### Text shown
════

Road to Home 2022 Day 16: Harrold - Cranfield

19 km

The trick of successful walking is knowing when to stop

 - Bill Bryson, Notes from a Small Island

Today was a good day to stop early. The sky was overcast when I set off from Harrold, where my hostess Sue kindly dropped me off, but it had rained overnight and the grass was very wet. I was wearing my waterproof trousers and Sealskinz waterproof socks, but they didn't help with the mud... Every time I crossed a field I could feel myself growing taller and taller as the mud caked on the soles of my boots! Periodically I had to stop and knock the heels of my boots against each other or against a post to remove a few inches of mud. This made for slow going, and I was glad I had only a short stage to walk today!



I passed through some pretty little villages along the way, Carlton, Turvey and Astwood, where I took a short break on a bench across from the village hall. Soon after I set off again the big black clouds on the horizon blew over and rain began to fall. 
















No sunshine... But free sunflowers! 




Here comes the rain! 

I walked briskly along Shire Lane into Cranfield and arrived just as the rain stopped and the sun came out.

════

[Stored records]
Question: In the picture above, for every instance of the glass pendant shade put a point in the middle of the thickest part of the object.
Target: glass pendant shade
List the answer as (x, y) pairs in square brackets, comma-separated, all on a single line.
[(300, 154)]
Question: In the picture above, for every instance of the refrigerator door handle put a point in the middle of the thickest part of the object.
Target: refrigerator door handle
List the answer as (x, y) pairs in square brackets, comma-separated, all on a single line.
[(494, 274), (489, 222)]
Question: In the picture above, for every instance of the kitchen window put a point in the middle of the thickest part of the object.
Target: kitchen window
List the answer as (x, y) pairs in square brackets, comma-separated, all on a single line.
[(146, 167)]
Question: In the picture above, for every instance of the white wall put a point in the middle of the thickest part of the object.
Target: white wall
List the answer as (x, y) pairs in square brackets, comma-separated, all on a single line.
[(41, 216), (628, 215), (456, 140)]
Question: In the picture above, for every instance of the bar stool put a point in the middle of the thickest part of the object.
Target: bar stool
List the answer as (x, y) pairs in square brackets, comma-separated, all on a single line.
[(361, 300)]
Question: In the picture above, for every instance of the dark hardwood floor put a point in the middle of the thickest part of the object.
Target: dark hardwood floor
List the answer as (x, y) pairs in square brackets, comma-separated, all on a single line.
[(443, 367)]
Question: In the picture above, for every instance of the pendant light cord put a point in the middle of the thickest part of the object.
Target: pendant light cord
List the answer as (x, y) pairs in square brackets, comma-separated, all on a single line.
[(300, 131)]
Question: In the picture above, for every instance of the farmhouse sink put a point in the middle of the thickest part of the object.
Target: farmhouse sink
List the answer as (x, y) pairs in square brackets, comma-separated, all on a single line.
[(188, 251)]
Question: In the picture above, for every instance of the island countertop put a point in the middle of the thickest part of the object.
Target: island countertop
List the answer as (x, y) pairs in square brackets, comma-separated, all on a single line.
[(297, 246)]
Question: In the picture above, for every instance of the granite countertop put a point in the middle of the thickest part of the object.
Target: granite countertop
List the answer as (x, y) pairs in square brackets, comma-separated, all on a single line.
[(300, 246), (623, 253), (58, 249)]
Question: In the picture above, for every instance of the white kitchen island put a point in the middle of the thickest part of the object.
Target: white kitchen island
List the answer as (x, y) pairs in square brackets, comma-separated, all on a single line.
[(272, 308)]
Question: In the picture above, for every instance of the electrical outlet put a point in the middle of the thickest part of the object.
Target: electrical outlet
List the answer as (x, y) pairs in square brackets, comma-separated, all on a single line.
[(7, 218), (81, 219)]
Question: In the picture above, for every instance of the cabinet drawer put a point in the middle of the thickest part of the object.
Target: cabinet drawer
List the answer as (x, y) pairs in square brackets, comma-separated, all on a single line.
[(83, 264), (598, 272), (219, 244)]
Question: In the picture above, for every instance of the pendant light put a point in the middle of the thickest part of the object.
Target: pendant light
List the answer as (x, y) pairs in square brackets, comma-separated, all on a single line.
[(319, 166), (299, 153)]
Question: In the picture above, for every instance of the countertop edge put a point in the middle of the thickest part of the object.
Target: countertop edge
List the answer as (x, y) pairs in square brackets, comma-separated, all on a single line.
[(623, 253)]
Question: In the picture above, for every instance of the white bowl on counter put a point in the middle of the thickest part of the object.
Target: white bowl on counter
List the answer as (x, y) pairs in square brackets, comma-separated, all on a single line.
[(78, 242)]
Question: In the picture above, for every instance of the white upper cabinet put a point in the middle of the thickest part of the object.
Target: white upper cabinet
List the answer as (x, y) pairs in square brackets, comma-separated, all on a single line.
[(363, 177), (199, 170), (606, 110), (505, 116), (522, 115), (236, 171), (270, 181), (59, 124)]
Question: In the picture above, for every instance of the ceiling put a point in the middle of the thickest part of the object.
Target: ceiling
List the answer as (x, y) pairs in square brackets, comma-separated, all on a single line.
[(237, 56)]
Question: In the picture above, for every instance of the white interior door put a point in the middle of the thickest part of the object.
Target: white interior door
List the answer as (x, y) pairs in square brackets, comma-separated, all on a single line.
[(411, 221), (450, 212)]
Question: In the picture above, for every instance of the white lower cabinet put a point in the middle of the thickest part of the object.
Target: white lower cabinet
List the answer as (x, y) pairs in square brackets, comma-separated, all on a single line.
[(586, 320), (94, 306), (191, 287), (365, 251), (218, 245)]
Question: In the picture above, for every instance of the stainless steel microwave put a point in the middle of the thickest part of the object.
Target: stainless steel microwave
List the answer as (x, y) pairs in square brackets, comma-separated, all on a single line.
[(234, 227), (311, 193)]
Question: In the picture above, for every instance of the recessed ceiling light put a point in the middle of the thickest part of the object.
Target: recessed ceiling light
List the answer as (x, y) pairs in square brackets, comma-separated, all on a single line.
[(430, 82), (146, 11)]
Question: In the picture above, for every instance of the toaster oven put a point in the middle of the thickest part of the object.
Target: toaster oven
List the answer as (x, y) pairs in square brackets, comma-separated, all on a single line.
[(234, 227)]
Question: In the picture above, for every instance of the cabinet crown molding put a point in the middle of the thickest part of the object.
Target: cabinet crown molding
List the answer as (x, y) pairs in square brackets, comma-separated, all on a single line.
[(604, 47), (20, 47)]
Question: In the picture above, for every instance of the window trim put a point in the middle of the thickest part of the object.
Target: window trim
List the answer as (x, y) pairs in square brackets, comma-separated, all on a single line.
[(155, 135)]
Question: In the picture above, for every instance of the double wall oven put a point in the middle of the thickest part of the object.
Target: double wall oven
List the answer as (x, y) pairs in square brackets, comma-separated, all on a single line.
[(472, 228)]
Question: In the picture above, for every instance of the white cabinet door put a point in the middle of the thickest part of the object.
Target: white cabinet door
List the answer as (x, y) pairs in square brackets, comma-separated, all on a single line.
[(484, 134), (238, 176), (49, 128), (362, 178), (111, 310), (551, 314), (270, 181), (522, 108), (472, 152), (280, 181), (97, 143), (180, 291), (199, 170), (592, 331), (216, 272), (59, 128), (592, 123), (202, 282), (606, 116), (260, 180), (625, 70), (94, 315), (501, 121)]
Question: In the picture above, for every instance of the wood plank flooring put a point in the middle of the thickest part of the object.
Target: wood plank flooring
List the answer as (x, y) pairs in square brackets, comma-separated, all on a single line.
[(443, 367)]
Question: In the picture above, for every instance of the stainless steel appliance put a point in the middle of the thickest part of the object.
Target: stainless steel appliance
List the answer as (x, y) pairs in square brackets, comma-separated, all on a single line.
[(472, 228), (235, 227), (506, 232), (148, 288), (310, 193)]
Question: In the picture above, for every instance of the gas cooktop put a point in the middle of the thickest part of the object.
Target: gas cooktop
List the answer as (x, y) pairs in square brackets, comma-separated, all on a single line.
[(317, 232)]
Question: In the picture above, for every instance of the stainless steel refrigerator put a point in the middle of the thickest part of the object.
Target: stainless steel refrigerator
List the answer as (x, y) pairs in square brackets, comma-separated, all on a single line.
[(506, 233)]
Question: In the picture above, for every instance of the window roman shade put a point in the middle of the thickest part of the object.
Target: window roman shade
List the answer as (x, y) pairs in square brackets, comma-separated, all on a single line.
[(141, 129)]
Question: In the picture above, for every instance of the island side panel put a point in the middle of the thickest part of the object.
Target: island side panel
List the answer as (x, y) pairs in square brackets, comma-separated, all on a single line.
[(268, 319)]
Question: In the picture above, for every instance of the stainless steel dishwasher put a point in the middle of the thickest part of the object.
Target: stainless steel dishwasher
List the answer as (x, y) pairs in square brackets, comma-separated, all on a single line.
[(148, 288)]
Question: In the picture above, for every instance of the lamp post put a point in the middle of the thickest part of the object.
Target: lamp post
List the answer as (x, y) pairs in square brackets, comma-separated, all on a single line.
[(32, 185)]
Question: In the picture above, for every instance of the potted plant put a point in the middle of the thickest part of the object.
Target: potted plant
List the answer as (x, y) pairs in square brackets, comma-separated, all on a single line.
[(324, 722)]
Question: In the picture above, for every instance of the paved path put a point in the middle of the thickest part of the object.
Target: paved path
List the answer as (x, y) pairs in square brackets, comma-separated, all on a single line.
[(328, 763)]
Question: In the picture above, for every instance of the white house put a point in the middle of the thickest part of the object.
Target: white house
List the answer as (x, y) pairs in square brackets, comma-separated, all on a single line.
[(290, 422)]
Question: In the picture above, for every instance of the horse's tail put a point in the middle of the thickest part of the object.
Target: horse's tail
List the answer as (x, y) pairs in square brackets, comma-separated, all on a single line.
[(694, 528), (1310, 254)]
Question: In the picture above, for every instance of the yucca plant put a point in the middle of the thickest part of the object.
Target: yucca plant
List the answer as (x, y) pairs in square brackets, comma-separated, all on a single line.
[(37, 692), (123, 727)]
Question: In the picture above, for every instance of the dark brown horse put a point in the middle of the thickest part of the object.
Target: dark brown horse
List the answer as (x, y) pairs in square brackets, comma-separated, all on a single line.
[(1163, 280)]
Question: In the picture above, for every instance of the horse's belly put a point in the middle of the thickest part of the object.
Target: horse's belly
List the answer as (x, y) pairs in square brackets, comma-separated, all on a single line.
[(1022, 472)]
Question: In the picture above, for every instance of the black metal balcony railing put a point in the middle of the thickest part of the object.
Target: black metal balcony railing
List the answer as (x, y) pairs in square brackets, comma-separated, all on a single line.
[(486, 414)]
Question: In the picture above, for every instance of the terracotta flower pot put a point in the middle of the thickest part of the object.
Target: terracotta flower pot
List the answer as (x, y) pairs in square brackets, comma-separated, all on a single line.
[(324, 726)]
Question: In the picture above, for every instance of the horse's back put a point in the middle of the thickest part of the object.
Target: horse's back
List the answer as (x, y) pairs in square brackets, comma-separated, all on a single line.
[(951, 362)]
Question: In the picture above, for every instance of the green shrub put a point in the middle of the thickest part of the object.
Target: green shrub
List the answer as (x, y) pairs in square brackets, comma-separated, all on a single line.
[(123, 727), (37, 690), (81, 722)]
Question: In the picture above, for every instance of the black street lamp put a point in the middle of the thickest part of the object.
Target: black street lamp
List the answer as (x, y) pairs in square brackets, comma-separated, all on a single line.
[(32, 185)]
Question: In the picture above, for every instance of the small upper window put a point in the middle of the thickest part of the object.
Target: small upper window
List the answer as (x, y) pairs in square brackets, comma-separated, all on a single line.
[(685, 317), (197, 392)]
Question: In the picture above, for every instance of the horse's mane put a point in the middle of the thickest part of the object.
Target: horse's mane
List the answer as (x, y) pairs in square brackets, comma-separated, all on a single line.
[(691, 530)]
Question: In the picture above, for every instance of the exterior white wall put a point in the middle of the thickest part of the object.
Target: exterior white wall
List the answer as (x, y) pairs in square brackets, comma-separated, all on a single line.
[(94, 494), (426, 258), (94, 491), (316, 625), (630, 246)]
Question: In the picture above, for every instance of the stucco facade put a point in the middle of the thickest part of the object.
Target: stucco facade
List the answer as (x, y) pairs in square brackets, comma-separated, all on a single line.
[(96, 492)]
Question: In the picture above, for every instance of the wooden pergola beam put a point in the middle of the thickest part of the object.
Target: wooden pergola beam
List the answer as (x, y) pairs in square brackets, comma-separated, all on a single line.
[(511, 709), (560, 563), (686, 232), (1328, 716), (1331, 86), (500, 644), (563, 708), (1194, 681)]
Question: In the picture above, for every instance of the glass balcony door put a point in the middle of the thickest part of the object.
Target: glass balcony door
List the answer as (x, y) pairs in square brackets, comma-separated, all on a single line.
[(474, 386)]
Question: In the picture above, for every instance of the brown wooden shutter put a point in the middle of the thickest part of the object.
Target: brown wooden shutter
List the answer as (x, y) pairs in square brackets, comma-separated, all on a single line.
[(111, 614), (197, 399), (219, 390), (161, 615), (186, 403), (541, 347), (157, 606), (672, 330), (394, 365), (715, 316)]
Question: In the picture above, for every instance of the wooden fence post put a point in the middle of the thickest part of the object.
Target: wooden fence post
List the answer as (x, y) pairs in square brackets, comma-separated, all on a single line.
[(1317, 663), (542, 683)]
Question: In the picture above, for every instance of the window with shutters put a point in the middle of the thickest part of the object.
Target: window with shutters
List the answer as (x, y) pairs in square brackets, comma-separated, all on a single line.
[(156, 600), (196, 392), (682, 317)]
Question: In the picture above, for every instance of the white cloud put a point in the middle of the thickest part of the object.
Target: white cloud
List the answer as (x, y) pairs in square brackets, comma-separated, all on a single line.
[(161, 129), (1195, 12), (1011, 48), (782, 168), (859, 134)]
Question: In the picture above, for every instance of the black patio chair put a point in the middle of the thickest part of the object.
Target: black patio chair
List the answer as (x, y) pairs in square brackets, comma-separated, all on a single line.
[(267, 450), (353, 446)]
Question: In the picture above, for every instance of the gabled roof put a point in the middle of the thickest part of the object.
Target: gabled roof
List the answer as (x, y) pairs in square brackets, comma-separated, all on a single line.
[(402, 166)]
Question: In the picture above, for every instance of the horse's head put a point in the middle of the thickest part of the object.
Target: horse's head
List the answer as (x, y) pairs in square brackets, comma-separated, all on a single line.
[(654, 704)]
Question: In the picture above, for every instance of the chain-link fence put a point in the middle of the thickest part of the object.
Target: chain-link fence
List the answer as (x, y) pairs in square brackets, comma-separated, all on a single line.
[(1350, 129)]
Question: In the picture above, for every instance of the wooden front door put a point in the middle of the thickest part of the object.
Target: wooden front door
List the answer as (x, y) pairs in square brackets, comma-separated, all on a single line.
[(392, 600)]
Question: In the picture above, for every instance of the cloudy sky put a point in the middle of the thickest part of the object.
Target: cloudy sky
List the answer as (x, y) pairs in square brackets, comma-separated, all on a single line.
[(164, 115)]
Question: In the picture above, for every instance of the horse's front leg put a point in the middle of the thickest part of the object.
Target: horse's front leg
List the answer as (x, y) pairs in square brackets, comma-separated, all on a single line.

════

### Tasks to carry out
**A.** In the walking diary, where did the writer take a short break?
**B.** Quote the walking diary word for word, everything from "Today was a" down to "began to fall.".
**C.** Continue the walking diary from where it stops.

### Answers to each task
**A.** On a bench across from the village hall in Astwood.

**B.**
Today was a good day to stop early. The sky was overcast when I set off from Harrold, where my hostess Sue kindly dropped me off, but it had rained overnight and the grass was very wet. I was wearing my waterproof trousers and Sealskinz waterproof socks, but they didn't help with the mud... Every time I crossed a field I could feel myself growing taller and taller as the mud caked on the soles of my boots! Periodically I had to stop and knock the heels of my boots against each other or against a post to remove a few inches of mud. This made for slow going, and I was glad I had only a short stage to walk today!



I passed through some pretty little villages along the way, Carlton, Turvey and Astwood, where I took a short break on a bench across from the village hall. Soon after I set off again the big black clouds on the horizon blew over and rain began to fall.

**C.**
Cranfield is a student town; in fact the whole town seems to be one big university campus! I located some outdoor tables under a platform roof outside a student cafeteria and sat down to peel off my waterproof plastic layers, wet, muddy and studded with bits of vegetation, and tuck them away in the outside pocket of my pack before going into the cafeteria for lunch. By the time I had eaten and written this blog entry, it was time to check in to my accommodation at Mitchell Hall, the lodging run by the Cranfield School of Management conference centre. 

I doubt they will have seen many guests arrive as muddy as me!!! 


Student cafeteria lunch


Mitchell Hall

My room for tonight








Monday, May 30, 2022

Road to Home 2022 Day 15: Higham Ferrers - Harrold

Dark clouds bring waters, when the bright bring none.

- John Bunyan, The Pilgrim’s Progress (1678)

 

28 km

I have had the good fortune on this Long Walk to lodge with people who rise early in the morning, like myself, and my Servas hosts Sue and Elaine are no exception: at 6:30 Sue was already up and bustling about getting breakfast for me and for the little dog, Charlie. The route of Charlie's morning walk was modified to accompany me back to the Nene Way, where we parted ways and I followed the river to Wellingborough, then crossed over the bridge into Irchester Country Park, a large park on the site of a former ironstone quarry. 

The big loop through the park was made necessary by a closed footbridge across the Nene River in front of Chester House. Tony reported the bridge closure in his 2014 description of the trail, and I had assumed the bridge would have been repaired and reopened by now, eight years later; but it was still blocked off, and overgrown with climbing plants. I couldn't complain though, as the route through the park was beautiful and took me to The Quarryman's Rest Cafe for a cuppa, a blueberry muffin, and the use of clean public toilets. 




Chester House and the closed footbridge 




One of those odd corners of England where country charm meets modern industry 

Canal boats and flour mills (old and new)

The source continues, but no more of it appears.